> Objective a:
Please list the five main dplyr verbs named in the excerpt about dplyr.

> Excerpt:
━━━
Data can be manipulated and queried using a number of tools. SQL is a tool used in the database field for database manipulation and querying. In statistics, R is a comprehensive open source software that is capable of all aspects of the data analysis cycle, and the dplyr package supports the process of manipulating, sorting, summarizing, and joining data frames and efficiently storing and accessing large amounts of data within R. “dplyr is a grammar of data manipulation, providing a consistent set of verbs that help you solve the most common data manipulation challenges” Wickham et al. (Citation2017) (see https://dplyr.tidyverse.org/ for more details). Although one can directly use SQL within R in package sqldf (Grothendieck, Citation2017), the desired learning objective is for students to understand how dplyr supports these fundamental database concepts and to apply this knowledge in the context of problem solving in statistics.

This article describes an experience of incorporating the database visualizations for relational databases and querying within the context of an introductory statistics course, followed by the application of these concepts in exercises within the dplyr framework. The integration of the visualizations and dplyr activities were piloted in a calculus-based Introductory Statistics Course for mathematics and statistics majors/minors.1 Section 2 overviews the concepts introduced within the database visualizations that students were asked to complete outside of class-time. Section 3 describes the connections between these database concepts and the dplyr package for R, and the corresponding statistics activities that utilize the five main dplyr verbs: select, filter, arrange, summarize, and mutate. The presented activities allow students to translate database skills learned in the visualization into the dplyr framework. The article concludes with a discussion of the experience, student perspectives, and future research directions.
━━━
(Object point labels)
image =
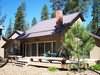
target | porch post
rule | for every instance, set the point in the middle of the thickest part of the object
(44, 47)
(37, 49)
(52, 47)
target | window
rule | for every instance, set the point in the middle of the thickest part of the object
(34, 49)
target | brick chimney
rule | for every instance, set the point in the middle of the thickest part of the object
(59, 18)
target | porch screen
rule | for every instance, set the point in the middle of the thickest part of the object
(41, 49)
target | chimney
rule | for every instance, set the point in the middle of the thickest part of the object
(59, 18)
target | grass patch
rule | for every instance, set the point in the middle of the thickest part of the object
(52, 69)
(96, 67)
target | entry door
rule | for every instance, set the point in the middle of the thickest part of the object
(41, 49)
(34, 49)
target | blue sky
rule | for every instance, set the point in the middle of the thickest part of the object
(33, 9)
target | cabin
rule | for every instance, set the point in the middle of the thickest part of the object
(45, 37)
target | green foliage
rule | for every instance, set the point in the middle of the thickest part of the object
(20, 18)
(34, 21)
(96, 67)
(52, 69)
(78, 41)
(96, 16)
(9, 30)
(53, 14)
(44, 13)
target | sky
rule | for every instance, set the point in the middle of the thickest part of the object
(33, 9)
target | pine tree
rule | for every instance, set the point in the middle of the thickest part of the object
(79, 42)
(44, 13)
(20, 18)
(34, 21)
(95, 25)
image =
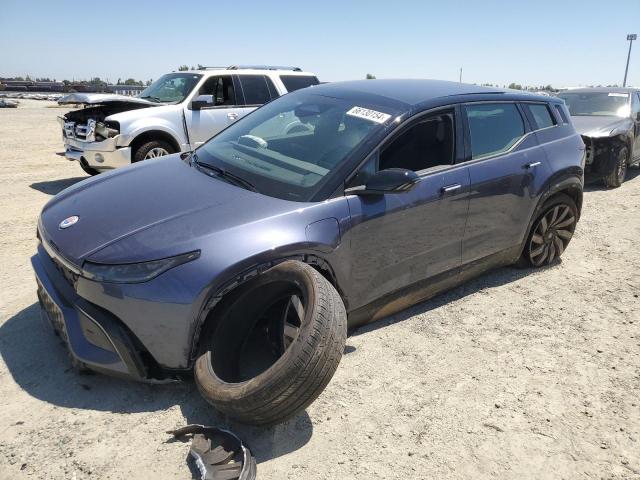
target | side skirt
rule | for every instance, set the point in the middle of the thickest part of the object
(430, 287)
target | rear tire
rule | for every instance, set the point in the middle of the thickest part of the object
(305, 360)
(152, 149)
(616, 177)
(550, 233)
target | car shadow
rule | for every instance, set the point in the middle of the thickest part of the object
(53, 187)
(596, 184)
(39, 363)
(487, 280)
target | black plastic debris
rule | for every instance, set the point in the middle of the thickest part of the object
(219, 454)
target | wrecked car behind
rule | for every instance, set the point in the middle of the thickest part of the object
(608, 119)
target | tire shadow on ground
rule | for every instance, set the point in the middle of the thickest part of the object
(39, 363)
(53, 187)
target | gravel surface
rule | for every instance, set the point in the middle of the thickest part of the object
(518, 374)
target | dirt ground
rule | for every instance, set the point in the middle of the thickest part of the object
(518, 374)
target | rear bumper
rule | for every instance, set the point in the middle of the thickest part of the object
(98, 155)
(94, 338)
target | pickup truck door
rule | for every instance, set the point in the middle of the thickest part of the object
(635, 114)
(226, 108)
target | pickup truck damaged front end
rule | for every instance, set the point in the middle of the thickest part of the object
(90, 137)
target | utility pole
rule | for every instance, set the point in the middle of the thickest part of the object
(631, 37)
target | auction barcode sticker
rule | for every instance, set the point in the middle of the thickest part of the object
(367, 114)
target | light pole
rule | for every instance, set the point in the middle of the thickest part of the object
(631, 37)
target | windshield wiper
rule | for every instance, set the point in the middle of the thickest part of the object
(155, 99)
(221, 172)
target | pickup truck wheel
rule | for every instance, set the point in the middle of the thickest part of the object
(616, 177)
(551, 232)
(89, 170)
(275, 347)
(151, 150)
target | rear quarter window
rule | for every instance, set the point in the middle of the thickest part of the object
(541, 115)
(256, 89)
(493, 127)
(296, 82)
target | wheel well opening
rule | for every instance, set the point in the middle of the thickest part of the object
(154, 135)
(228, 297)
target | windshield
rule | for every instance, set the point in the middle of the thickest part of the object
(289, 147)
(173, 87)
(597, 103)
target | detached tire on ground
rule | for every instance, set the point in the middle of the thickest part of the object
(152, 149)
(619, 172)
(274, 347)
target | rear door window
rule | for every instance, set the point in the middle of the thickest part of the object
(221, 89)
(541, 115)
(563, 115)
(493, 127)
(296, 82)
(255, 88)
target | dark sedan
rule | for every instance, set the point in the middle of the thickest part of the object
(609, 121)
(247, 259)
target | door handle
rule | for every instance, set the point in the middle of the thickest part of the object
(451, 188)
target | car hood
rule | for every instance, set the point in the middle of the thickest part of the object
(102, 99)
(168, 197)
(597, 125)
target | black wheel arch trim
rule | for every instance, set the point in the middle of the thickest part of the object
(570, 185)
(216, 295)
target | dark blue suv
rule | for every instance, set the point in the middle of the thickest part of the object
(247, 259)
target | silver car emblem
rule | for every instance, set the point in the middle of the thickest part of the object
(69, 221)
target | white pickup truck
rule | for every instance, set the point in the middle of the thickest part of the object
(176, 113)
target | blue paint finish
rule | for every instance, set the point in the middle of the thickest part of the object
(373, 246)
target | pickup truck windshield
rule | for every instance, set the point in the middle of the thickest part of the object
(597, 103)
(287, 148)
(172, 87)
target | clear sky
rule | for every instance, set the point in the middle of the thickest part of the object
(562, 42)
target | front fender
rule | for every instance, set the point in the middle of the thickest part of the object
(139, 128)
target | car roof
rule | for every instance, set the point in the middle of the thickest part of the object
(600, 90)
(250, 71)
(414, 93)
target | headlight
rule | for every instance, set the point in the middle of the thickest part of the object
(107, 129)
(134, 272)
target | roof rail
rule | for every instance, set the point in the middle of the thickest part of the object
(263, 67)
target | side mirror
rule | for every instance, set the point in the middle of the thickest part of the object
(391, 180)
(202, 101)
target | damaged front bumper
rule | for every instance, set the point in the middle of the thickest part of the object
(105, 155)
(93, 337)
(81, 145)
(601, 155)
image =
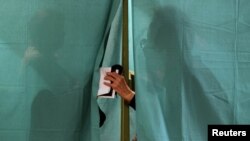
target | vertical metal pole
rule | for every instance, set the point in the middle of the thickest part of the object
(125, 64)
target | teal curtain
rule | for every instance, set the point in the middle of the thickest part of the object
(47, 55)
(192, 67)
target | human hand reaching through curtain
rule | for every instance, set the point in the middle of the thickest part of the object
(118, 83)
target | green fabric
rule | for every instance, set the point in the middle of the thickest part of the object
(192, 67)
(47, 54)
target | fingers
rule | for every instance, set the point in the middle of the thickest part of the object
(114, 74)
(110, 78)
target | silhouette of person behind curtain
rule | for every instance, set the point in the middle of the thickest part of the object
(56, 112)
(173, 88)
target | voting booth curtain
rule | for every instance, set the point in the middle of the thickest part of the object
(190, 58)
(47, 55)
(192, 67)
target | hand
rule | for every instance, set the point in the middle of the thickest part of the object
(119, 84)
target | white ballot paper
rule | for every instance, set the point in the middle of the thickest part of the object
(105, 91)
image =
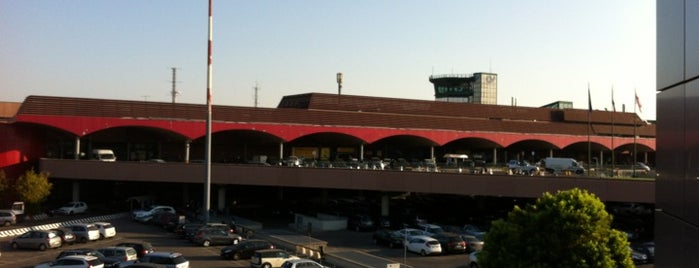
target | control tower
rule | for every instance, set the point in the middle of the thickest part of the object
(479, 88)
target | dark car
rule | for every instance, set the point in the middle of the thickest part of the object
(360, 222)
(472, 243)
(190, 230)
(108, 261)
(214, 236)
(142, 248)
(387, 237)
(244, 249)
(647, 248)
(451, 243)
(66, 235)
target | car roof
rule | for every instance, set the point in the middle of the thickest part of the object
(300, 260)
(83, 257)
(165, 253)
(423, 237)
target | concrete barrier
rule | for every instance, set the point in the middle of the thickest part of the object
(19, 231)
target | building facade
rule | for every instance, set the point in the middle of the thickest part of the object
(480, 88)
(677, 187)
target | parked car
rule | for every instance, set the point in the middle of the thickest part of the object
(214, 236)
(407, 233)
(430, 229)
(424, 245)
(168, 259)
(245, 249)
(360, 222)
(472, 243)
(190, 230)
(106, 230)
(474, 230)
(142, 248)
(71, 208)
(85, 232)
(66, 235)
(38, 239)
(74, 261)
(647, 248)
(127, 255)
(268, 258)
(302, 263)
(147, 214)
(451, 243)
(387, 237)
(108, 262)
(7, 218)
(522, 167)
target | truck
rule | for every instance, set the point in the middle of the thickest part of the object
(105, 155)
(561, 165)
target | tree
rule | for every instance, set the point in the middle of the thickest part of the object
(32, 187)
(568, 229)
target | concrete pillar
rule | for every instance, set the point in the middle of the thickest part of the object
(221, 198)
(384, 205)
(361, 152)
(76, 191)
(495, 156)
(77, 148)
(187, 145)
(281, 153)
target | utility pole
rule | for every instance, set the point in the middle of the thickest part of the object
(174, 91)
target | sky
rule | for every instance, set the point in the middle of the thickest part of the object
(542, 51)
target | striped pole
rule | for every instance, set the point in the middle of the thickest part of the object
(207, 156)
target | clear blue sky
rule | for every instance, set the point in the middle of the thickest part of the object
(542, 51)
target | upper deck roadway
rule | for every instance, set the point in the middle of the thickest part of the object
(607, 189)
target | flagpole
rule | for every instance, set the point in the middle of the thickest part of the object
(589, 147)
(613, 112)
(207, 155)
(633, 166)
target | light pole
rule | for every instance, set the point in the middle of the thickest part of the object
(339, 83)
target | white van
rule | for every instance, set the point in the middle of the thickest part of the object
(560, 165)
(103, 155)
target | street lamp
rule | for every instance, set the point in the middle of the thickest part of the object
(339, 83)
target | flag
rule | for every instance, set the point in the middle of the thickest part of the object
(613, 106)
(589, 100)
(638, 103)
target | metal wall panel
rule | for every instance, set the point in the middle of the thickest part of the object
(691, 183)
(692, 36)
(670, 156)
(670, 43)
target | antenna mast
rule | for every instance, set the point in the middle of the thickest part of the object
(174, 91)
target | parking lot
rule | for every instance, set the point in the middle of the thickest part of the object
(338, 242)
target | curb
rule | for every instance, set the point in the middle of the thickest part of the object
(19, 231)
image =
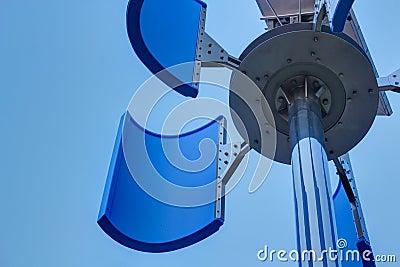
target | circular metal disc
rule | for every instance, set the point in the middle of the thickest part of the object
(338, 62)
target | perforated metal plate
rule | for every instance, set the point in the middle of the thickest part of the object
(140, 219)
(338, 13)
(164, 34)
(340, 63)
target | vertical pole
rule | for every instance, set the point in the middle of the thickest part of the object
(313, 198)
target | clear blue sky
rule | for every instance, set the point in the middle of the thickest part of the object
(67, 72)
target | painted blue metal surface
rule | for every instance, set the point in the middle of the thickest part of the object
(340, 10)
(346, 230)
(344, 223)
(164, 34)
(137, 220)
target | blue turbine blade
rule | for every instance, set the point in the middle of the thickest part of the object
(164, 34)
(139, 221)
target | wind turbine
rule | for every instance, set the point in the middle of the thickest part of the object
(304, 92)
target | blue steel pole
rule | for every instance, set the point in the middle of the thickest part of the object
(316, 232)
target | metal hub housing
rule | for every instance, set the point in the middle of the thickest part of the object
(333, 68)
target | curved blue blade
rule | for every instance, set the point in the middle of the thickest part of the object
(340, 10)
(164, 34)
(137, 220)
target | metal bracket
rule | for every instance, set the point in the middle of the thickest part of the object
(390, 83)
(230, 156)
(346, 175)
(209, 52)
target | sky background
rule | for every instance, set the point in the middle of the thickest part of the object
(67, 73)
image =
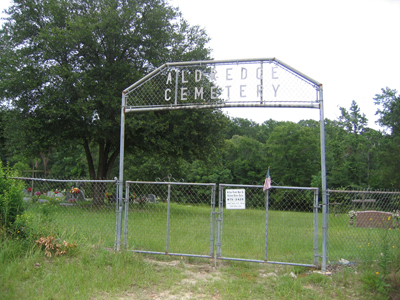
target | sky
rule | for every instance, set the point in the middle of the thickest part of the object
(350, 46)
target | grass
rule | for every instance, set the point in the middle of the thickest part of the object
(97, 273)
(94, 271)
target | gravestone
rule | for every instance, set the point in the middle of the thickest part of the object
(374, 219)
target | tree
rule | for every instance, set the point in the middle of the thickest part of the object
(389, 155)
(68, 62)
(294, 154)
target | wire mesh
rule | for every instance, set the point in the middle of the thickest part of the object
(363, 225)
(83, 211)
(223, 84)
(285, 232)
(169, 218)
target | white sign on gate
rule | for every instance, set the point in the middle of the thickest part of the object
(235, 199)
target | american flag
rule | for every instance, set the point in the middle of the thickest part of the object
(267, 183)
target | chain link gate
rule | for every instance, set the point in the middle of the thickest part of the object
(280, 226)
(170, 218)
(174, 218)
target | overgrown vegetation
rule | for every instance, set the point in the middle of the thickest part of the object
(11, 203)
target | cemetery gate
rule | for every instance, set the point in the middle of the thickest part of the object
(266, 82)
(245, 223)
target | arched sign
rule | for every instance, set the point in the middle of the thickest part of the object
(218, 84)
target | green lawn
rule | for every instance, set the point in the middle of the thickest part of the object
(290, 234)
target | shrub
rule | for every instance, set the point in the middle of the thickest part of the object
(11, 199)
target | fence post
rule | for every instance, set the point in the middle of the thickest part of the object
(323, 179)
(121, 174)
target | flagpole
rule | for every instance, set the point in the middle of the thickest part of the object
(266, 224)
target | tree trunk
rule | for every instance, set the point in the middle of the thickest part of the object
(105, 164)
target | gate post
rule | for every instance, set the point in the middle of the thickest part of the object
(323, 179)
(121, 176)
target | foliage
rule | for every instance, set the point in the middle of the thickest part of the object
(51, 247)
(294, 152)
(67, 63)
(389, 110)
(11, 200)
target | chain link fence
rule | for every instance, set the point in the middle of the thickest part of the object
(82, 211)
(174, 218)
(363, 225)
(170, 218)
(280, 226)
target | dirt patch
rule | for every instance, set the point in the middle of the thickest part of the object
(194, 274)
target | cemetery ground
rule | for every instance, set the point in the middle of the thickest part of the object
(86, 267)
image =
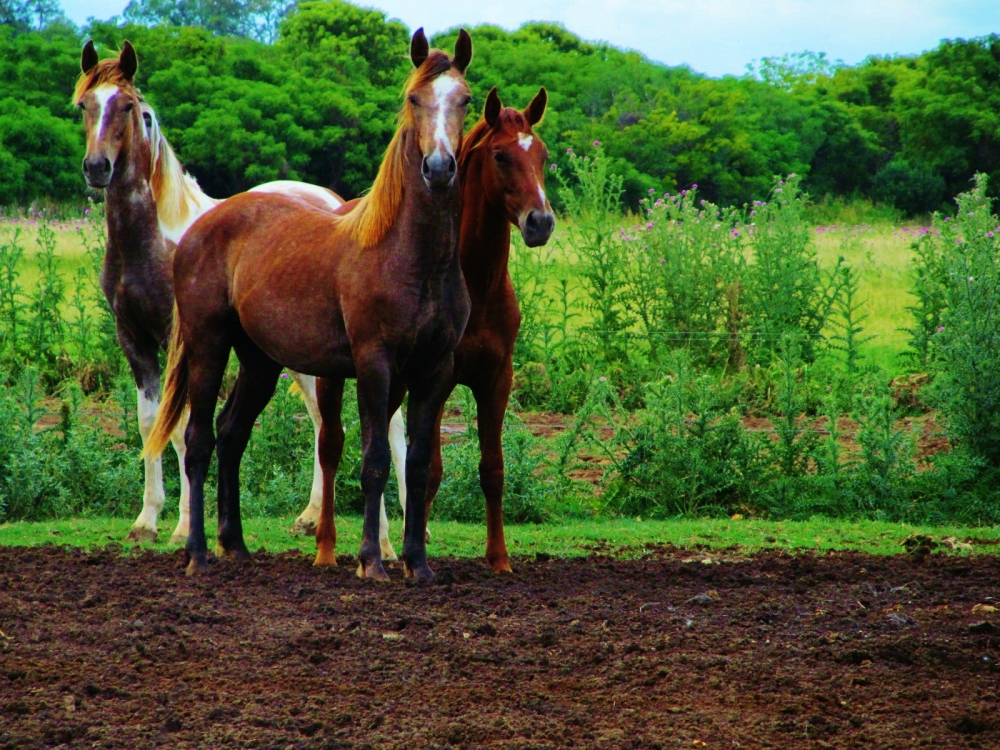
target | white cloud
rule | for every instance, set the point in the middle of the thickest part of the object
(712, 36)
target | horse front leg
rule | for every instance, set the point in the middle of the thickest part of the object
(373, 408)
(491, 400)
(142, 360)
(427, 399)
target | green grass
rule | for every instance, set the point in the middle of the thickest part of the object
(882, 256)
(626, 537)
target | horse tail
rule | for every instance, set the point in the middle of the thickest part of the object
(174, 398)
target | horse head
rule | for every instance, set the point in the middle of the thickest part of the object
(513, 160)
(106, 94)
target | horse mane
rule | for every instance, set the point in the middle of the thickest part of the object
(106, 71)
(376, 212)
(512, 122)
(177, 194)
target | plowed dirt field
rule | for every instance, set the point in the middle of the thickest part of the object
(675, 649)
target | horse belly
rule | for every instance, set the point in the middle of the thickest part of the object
━━━
> Objective b:
Edit the entries from the line with "target | horse belly" through the end of the entries, changing "thickest" to "widest" and keeping everything else the same.

> Correct output a:
select, filter, arrange, summarize, mutate

> Correct output b:
target | horse belly
rule | for every instance, set the point in the middle of the widest part of the object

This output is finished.